ABOUT THIS TASK —
Please transcribe only the lines between the one containing "Objective — one marker on every instance of the blue" and the end of the records, both ends included, exactly as written; skip every picture.

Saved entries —
*** Block opens ***
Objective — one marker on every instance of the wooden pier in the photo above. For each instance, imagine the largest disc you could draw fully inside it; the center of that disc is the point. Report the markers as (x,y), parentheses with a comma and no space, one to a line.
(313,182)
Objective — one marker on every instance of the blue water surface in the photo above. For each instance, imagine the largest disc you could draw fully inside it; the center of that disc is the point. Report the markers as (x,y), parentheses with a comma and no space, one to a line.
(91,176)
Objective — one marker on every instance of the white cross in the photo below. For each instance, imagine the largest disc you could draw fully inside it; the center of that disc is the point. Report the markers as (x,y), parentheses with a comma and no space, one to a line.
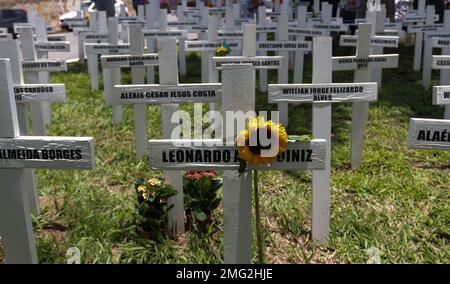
(18,153)
(26,94)
(436,39)
(322,93)
(238,93)
(432,134)
(31,67)
(169,94)
(137,61)
(362,63)
(440,93)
*** Block closes ***
RESULT —
Objective — one marker on every instance of the blue water surface in the photo above. For each instance, imagine the largest disc you could draw fully inside it; the center of that disc is the point. Report the markers as (x,y), parentheses with a comma and no space, one to a line.
(91,176)
Objective — one marker on every instance of the white cross in the photo below. For each instance, imagine the largest disc you could draw fully inside it; the center of that disc is the point. Report the markers as (x,y), parentheses with a comma and no space, one to a line.
(18,153)
(26,94)
(436,39)
(322,93)
(238,93)
(432,134)
(31,67)
(169,94)
(137,61)
(362,63)
(440,93)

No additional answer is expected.